TAREA A:
¿Qué escribió Jim Morrison, según el texto fuente?
TAREA B:
Copia del texto fuente el fragmento que empieza en las palabras que contienen "Sin ánimo de" y termina en "enmendar la pifias.". Cambia "pandemia" por "crisis".

___ TEXTO FUENTE ___

Sin ánimo de sonar como el más entusiasta de los optimistas, sigo pensando que esta maldita pandemia debería servirnos para algo más que engordar y aplanar lasa tepalcuanas con tanto jomofis. De hecho, tendría que convertirse en el punto de quiebre para convertirnos en una mejor versión de ese yo que le regalamos al mundo. Jim Morrison, El rey lagarto, vocalista de The Doors y poeta que en el aire las componía, escribió que ninguna recompensa eterna nos perdonará haber desperdiciado el amanecer.
Con esa sentencia tendríamos que andar tamañitos de que pasen los meses de la contingencia y terminemos siendo peores que antes de que iniciara el confinamiento. Y vaya que ha habido oportunidad, tanto para demostrar lo lacras que somos los seres humanos como para enmendar la pifias.

___ DATOS DE ORIGEN ___

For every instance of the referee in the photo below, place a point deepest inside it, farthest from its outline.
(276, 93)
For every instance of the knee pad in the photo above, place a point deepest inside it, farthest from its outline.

___

RESPUESTA ESCRITA A:
Que ninguna recompensa eterna nos perdonará haber desperdiciado el amanecer.

RESPUESTA ESCRITA B:
Sin ánimo de sonar como el más entusiasta de los optimistas, sigo pensando que esta maldita crisis debería servirnos para algo más que engordar y aplanar lasa tepalcuanas con tanto jomofis. De hecho, tendría que convertirse en el punto de quiebre para convertirnos en una mejor versión de ese yo que le regalamos al mundo. Jim Morrison, El rey lagarto, vocalista de The Doors y poeta que en el aire las componía, escribió que ninguna recompensa eterna nos perdonará haber desperdiciado el amanecer.
Con esa sentencia tendríamos que andar tamañitos de que pasen los meses de la contingencia y terminemos siendo peores que antes de que iniciara el confinamiento. Y vaya que ha habido oportunidad, tanto para demostrar lo lacras que somos los seres humanos como para enmendar la pifias.